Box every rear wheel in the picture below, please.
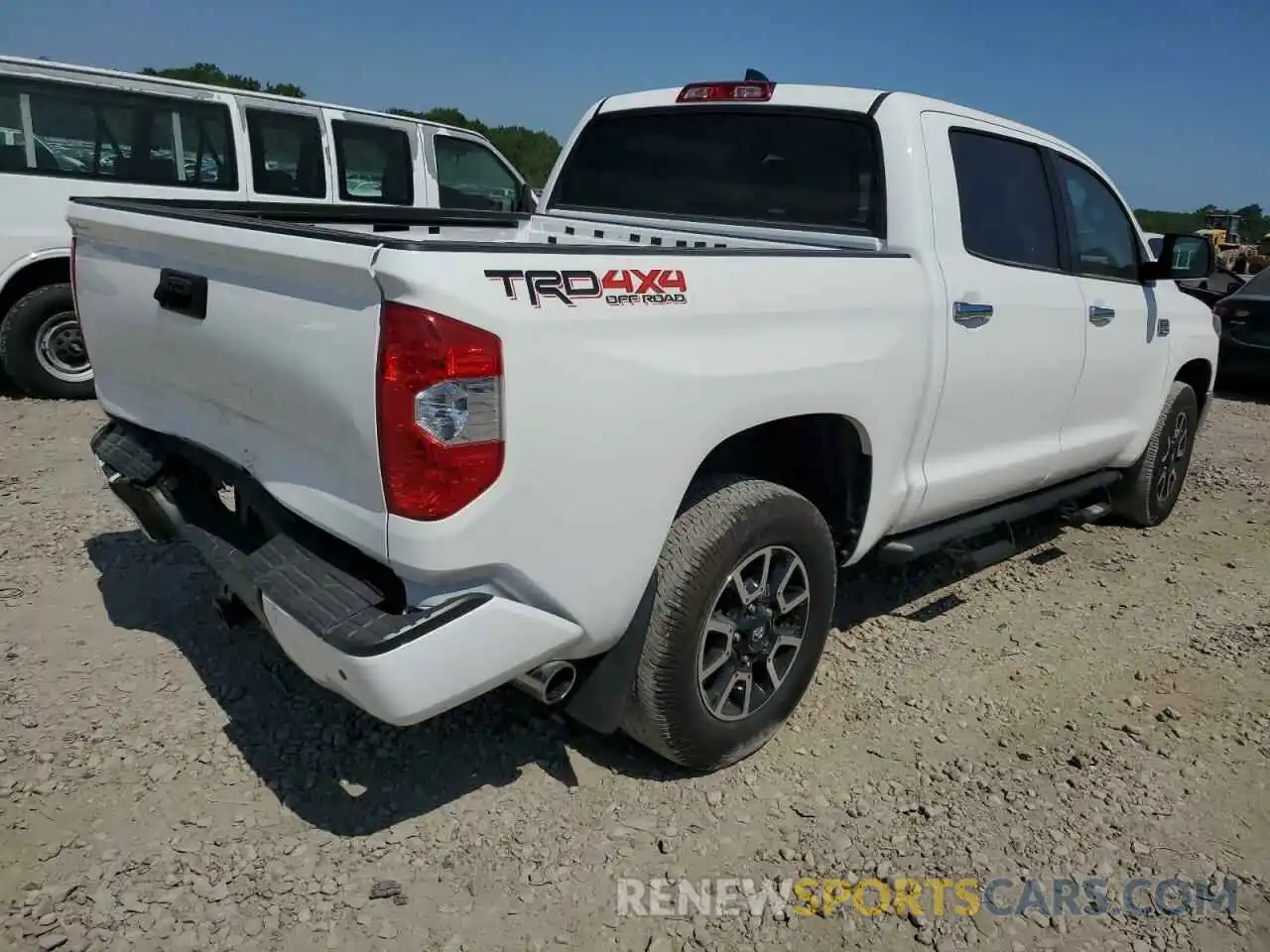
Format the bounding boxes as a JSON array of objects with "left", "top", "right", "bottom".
[
  {"left": 623, "top": 476, "right": 837, "bottom": 771},
  {"left": 0, "top": 283, "right": 94, "bottom": 400},
  {"left": 1112, "top": 381, "right": 1199, "bottom": 527}
]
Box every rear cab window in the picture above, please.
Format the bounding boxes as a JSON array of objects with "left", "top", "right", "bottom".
[
  {"left": 432, "top": 132, "right": 521, "bottom": 212},
  {"left": 246, "top": 107, "right": 326, "bottom": 198},
  {"left": 549, "top": 105, "right": 884, "bottom": 237},
  {"left": 949, "top": 128, "right": 1061, "bottom": 271},
  {"left": 330, "top": 119, "right": 414, "bottom": 204}
]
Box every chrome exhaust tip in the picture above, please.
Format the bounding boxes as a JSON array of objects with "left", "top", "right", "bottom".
[{"left": 512, "top": 661, "right": 577, "bottom": 704}]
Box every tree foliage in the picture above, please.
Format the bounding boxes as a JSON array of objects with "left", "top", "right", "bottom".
[
  {"left": 1133, "top": 203, "right": 1270, "bottom": 241},
  {"left": 389, "top": 107, "right": 560, "bottom": 185},
  {"left": 141, "top": 62, "right": 560, "bottom": 185},
  {"left": 141, "top": 62, "right": 305, "bottom": 99}
]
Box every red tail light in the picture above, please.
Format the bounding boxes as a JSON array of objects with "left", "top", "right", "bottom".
[
  {"left": 377, "top": 300, "right": 503, "bottom": 522},
  {"left": 675, "top": 80, "right": 776, "bottom": 103}
]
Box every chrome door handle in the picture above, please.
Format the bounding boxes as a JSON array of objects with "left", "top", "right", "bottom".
[{"left": 952, "top": 300, "right": 992, "bottom": 326}]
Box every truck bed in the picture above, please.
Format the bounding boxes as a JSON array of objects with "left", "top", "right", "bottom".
[{"left": 68, "top": 193, "right": 935, "bottom": 653}]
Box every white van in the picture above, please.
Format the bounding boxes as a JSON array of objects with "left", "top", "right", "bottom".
[{"left": 0, "top": 56, "right": 534, "bottom": 398}]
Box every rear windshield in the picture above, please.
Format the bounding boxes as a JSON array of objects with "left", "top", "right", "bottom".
[{"left": 552, "top": 105, "right": 881, "bottom": 236}]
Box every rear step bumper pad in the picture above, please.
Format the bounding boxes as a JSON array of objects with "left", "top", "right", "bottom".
[{"left": 92, "top": 420, "right": 581, "bottom": 726}]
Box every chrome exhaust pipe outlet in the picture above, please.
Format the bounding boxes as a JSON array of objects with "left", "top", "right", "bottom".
[{"left": 512, "top": 661, "right": 577, "bottom": 704}]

++++++++

Gather each line above that contains the word "picture" and copy it in full. Matching is case-sensitive.

Box every rear wheel in the picture below, please.
Box every rear cab window in the picture above, please.
Box every chrome exhaust tip in the picture above, please.
Box every tree foliage in the picture above, please.
Box every red tail light in the picture above, please.
Box every chrome door handle in the picture above, please.
Box every truck bed in the picture above, please.
Box every white van in the picture above, please.
Box every rear windshield in the picture above, please.
Box every rear step bumper pad in the picture above, please.
Box every chrome exhaust pipe outlet in the picture above, please.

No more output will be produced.